What this task involves: Each and every line of the data must appear exactly as given.

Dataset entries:
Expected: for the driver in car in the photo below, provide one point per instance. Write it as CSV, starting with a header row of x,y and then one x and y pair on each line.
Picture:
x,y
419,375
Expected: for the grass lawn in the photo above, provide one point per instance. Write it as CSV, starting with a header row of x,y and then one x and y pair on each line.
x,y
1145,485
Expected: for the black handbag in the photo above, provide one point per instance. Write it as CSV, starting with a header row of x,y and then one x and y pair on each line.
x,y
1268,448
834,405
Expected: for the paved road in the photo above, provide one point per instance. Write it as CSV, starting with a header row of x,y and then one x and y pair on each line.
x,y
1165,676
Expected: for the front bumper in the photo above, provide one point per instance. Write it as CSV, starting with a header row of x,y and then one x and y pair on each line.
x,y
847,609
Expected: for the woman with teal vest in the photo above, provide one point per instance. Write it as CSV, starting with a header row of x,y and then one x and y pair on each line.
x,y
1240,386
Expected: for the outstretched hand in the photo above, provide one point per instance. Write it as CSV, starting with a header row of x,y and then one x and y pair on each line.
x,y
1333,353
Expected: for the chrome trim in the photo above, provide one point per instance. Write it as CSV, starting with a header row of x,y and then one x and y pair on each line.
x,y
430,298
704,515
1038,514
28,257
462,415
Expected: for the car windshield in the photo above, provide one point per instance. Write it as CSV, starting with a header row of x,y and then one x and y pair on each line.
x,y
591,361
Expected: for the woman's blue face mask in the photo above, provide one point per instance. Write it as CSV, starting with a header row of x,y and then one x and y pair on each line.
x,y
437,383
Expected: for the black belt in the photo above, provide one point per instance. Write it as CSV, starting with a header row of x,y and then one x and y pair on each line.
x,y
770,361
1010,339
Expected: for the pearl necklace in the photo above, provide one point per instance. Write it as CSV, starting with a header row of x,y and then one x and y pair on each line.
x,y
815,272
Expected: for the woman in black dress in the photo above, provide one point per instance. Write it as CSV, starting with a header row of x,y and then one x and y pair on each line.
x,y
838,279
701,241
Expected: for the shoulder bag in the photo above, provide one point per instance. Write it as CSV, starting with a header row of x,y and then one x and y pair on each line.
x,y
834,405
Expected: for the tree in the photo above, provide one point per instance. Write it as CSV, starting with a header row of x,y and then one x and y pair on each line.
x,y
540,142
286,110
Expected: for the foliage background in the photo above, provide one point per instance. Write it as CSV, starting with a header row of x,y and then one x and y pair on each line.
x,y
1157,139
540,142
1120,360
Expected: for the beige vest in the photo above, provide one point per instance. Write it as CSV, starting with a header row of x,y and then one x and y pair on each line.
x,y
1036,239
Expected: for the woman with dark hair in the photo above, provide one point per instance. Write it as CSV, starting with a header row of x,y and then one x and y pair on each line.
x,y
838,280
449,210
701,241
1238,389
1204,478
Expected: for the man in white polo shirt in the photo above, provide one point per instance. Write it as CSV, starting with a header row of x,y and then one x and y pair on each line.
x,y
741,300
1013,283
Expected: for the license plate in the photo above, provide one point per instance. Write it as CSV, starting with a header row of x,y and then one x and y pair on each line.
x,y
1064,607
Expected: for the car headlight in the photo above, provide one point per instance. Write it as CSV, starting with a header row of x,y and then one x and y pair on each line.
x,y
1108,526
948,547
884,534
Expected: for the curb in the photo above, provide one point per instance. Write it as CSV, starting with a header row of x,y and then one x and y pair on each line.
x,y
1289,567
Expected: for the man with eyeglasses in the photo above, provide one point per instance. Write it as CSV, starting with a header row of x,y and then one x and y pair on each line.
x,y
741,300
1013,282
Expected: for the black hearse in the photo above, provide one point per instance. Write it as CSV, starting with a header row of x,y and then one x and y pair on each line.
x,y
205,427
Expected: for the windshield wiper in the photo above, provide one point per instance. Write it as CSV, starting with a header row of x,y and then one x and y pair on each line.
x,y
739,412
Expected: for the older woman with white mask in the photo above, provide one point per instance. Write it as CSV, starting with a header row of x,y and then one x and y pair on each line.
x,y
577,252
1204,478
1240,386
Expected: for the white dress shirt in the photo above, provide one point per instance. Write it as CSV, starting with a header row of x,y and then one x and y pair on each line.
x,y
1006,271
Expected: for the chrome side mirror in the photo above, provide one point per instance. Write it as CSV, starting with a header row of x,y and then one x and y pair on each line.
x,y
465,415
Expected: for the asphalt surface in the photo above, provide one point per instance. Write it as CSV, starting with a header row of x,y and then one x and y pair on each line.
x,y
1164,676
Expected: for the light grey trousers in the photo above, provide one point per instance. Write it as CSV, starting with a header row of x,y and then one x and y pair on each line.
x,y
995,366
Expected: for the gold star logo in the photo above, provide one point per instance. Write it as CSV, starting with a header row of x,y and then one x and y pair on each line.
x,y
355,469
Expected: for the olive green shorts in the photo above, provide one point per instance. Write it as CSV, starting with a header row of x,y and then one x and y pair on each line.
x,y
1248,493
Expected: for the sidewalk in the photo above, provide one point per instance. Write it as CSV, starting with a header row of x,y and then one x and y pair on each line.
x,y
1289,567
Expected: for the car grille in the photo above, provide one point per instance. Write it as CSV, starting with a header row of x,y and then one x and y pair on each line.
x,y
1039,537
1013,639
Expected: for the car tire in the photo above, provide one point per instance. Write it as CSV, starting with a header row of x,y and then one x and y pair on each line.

Solution for this problem:
Expected: for the driver in car in the photo below, provide one point per instance. Write it as CSV, starting with a header row of x,y and then one x and y pair on each line.
Picture:
x,y
419,375
Expected: for the grass lawn in the photo above, provide one point per instance. Write it as CSV, starting with a header row of x,y and then one x and y pair on each line.
x,y
1145,485
Expected: for the black handbag in the photo above, provide one point per instance. Write it as CSV, starting with a header row of x,y and then one x and y pair on each line.
x,y
1268,448
834,405
Expected: for the paved road in the photo above, provide one point per instance. Write it as CSV, starting with a header row of x,y and then one x and y pair on each line.
x,y
1165,676
Expected: for the front bumper in the photo above, provide one point per instance. Write it as CSV, starting with a header row of x,y and then one x and y pair on each line.
x,y
847,609
Expected: for the woman with teal vest in the photo above, provide one point per instance. Write it as CSV, starting with a header row of x,y and then one x and y pair on each line.
x,y
1240,386
Expected: for the outstretched hand in the photo above, provide one point per instance. Write it as CSV, starting with a header row of x,y and then one x and y pair on each line.
x,y
1333,353
Expected: for the chrome trim in the photo above, provide one point per instance. Write it as CSV, starting with a header row of x,y and then one x and y pair on each line.
x,y
430,298
704,515
1038,514
28,257
462,415
Expected: for the car windshield in the photo above, provide one point per instance. Write it as CSV, starting with a header row of x,y and then one x and y pair on each line.
x,y
591,361
Expected: for the woman's blue face mask in the photo above, provide one point per instance. Write it as CSV, starting with a header row of x,y and then one x and y pair on each line.
x,y
437,383
Expected: for the black belt in the photo above, provide one point per instance. Write it as CSV, starting with a header row of x,y and then one x and y pair on each line.
x,y
770,361
1010,339
Expected: for the pearl necklace in the photo above, provide one point per instance. Write it as CSV, starting with a header row of x,y and then one x and y pair on each line.
x,y
815,272
Expected: for the woman in black dress in the photo above, provide one point per instance. Write it as CSV, starting with a header row of x,y and then one x and y pair on each line.
x,y
838,279
701,241
Expected: for the shoulder bag in the photo above, provide one point per instance. Write it as CSV, starting with a header row of x,y and then one x and y pair on each line.
x,y
834,405
Expected: for the tree in the photo above, provide one point per instance. Write it as CSV, starting with a header row of x,y and then one x and y pair on each line.
x,y
540,142
286,110
Expected: for the foliage background in the photo above, provide one point per instance. Write it as CSV, starting with a header row of x,y and then one x and y pair on each line.
x,y
1157,139
540,142
1120,360
Expected: for the beige vest in the photo above, provide one point per instance. Write it as CSV, starting with a header row of x,y and then one x and y pair on each line.
x,y
1036,239
Expected: for the woman with dark hair in the photo above, provide one point per instance. Write it as CSV, starting with a header row of x,y and then one x and y pair on each line.
x,y
838,280
449,210
701,241
1238,389
1204,478
Expected: for the man in white polo shirt in the photo above, provide one point per instance. Write it as CSV, starting with a header row of x,y and then one x and y pair on each line.
x,y
741,300
1013,283
Expected: for the license plate in the photo above, provide one point per instance. Write it as CSV, starting with a header row of x,y and then one x and y pair on each line.
x,y
1064,607
Expected: for the car headlight in the photo above, provide one point per instance. Write it as CSV, starting with a header row of x,y and then one x and y pair on each line.
x,y
1108,526
948,547
884,534
Expected: for the curb in the photo above, provide one point per instance. Write it as CSV, starting with a header row of x,y and then one x and y pair on each line.
x,y
1289,567
Expected: for the man with eyeglasses in the photo above, provide one point per instance. Write it as CSV, starting with a header row of x,y and then one x and y pair on each line.
x,y
741,300
1013,282
Expected: for the black hearse in the photo above, provide one point per instance. Write it as CSV, starting with a header row of x,y and then one x and y pair on each line.
x,y
205,427
Expected: for the windshield wiper in the photo above, provide one point per instance. Write it as CSV, starting with a header row of x,y and then one x and y pair on each line.
x,y
739,412
Expected: for the older woman with white mask in the photo above, provide one point per instance. Write it as CSV, starting with a header row of x,y and then one x and y pair on each line.
x,y
577,252
1204,478
1240,386
Expected: for the white dress shirt in the photo above, provide one point per instance. Write it as CSV, starting with a header row of x,y and then one x and y pair on each line.
x,y
1006,271
Expected: for the chrome side mirror in the photo above, provide one point per instance. Write it as CSV, starting with a header row of x,y and then one x and y pair on each line.
x,y
465,415
Expected: for the asphalt surface in the photo above, provide one point per instance. Write it as CSV, starting with a header row of x,y and then one x and y pair on each line.
x,y
1164,676
Expected: for the light grey trousers in the photo above, provide one point per instance. Write it as CSV, starting with a header row of x,y and then one x and y pair on each line.
x,y
995,366
Expected: for the gold star logo in the photo above, provide one point per instance. Write it as CSV, starting with a header row of x,y and then one x and y pair on each line.
x,y
355,469
Expected: for the olive green shorts in the photo above, provide one point per instance. Write it as CSV, starting with a header row of x,y and then one x and y pair on each line.
x,y
1248,493
Expected: for the sidewalk in the photo above, provide one point per instance. Write it as CSV, starting with a header row of x,y and then one x and y pair on each line.
x,y
1289,567
Expected: for the car grille in the photo above, provide one point per instance. Write it as CSV, starting with a header row of x,y and then one x and y pair on each line.
x,y
1039,537
1013,639
Expected: for the car tire in the photo above, provide one point per instance. Write it as CSV, starting with a header row of x,y and then one x and y pair on each line.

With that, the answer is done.